▸ DATASET ROWS
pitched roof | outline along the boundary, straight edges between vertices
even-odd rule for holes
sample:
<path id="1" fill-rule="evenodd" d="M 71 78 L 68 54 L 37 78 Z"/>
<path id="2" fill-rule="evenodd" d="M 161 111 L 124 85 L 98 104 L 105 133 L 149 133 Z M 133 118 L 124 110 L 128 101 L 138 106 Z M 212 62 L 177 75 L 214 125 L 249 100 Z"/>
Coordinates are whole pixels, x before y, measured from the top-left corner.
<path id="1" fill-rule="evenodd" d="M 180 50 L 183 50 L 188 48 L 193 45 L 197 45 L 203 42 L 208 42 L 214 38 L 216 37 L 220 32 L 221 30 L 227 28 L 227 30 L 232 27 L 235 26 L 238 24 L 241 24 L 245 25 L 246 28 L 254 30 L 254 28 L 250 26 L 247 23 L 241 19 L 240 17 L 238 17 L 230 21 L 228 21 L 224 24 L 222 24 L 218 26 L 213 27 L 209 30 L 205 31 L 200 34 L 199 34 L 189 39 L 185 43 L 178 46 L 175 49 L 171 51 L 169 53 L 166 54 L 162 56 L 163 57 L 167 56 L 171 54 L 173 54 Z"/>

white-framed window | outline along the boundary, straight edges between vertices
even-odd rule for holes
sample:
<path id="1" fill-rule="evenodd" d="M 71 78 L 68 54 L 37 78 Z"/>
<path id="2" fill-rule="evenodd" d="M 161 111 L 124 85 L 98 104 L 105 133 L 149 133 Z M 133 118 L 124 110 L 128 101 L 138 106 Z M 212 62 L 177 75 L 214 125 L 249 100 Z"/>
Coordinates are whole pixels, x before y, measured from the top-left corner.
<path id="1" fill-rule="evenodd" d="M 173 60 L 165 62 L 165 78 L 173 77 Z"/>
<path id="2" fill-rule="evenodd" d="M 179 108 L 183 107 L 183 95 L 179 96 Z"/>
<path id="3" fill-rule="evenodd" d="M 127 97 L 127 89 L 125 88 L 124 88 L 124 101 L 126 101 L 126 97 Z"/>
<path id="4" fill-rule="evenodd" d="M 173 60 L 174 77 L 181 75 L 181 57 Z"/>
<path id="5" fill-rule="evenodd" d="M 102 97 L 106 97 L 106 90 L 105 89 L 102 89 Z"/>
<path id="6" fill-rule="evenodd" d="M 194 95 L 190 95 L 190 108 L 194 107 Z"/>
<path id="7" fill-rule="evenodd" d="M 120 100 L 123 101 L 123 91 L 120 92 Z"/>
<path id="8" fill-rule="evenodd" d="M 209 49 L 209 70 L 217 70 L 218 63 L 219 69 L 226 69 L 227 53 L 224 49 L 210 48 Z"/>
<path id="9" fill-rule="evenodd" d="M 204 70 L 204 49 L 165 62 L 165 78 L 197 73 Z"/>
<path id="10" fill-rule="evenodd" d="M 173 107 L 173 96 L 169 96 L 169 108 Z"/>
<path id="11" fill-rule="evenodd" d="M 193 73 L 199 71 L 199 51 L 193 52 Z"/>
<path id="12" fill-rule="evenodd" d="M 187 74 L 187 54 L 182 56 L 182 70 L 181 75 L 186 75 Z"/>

▸ GOAL
Please pull out the lines from the first line of the items through the line containing "180 50 L 183", and reproduce each one verbatim.

▸ TASK RESULT
pitched roof | outline along the boundary, straight edges between vertices
even-odd rule for holes
sample:
<path id="1" fill-rule="evenodd" d="M 71 78 L 68 54 L 37 78 Z"/>
<path id="2" fill-rule="evenodd" d="M 161 111 L 124 85 L 98 104 L 105 133 L 149 133 Z M 133 118 L 124 110 L 128 101 L 138 106 Z M 212 62 L 177 75 L 214 125 L 249 100 Z"/>
Coordinates are whole pixels, x before y, measured from the top-left corner.
<path id="1" fill-rule="evenodd" d="M 180 50 L 183 50 L 188 48 L 193 45 L 197 45 L 203 42 L 208 42 L 214 38 L 216 37 L 220 32 L 221 30 L 227 28 L 227 30 L 232 27 L 235 26 L 238 24 L 241 24 L 245 25 L 246 28 L 254 30 L 254 28 L 250 26 L 247 23 L 241 19 L 240 17 L 238 17 L 230 21 L 228 21 L 224 24 L 222 24 L 218 26 L 213 27 L 209 30 L 205 31 L 200 34 L 199 34 L 189 39 L 185 43 L 178 46 L 175 49 L 171 51 L 169 53 L 166 54 L 162 56 L 163 57 L 167 56 L 171 54 L 173 54 Z"/>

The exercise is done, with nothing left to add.